**DATASET RECORDS:**
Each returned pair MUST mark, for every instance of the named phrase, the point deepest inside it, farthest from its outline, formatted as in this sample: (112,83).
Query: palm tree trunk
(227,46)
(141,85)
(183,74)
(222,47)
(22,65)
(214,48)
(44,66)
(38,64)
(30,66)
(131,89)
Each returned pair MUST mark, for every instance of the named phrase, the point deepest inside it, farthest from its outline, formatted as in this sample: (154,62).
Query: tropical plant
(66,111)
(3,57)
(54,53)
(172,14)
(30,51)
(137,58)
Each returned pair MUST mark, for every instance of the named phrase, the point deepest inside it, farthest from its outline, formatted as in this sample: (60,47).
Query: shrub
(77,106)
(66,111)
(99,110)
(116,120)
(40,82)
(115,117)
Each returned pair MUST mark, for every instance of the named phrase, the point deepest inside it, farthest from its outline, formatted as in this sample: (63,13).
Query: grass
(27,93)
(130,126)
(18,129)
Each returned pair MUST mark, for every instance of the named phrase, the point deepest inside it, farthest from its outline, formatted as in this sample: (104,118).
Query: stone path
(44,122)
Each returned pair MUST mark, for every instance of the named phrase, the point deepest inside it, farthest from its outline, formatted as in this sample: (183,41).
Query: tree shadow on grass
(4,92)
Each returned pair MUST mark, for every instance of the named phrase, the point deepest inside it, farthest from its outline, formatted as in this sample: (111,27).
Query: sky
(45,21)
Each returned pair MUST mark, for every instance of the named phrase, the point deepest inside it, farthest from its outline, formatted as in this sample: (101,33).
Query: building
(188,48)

**SET EXERCISE:** Convert every line above into a JSON list of strings, one string per line, omitting blank lines.

**OUTPUT OF THE EXERCISE:**
[
  "Each returned pair MUST mark, for every instance of the named phrase, the point deepest inside it, farthest from its outline, formatted as in this sample: (112,83).",
  "Query: palm tree trunk",
  "(227,46)",
  "(141,85)",
  "(183,74)",
  "(222,47)",
  "(22,65)",
  "(214,48)",
  "(44,66)",
  "(38,64)",
  "(30,66)",
  "(131,89)",
  "Each returned pair MUST mark, for every instance of the named phrase, the point deepest inside it, farthest from its outline, formatted as in this sample: (154,62).",
  "Query: tropical plant",
  "(66,111)",
  "(3,57)",
  "(54,53)",
  "(172,14)",
  "(30,51)",
  "(137,58)",
  "Each returned pair MUST mark, for every instance of the named phrase, the point deepest inside it, farthest from its outline, formatted as in this sample: (60,47).",
  "Query: shrub",
  "(77,106)",
  "(66,111)",
  "(99,110)",
  "(116,120)",
  "(40,82)",
  "(115,117)",
  "Each returned pair MUST mark, for every instance of the named phrase, the point deepest inside it, farthest from its outline, formatted as in this sample: (63,13).",
  "Query: grass",
  "(27,93)",
  "(130,126)",
  "(18,129)",
  "Each returned pair MUST mark, for every instance of the named phrase, the point deepest inside it, farthest from its outline, formatted as in this sample: (104,118).",
  "Query: stone path",
  "(44,122)",
  "Each returned pair MUST mark, for every instance of the named phrase, the point deepest inside it, farthest from its outline, formatted as in this sample: (183,41).",
  "Query: tree shadow on grass",
  "(4,92)",
  "Each returned pair MUST mark, for every instance of the named phrase, the point deepest inside it, farthest from its outline, formatted as in this sample: (111,27).",
  "Query: sky",
  "(45,21)",
  "Each returned pair MUST mark, for every instance of the named phrase, the point deepest inside it, farthest from its outline, formatted as in this sample: (101,33).",
  "Query: building",
  "(188,48)"
]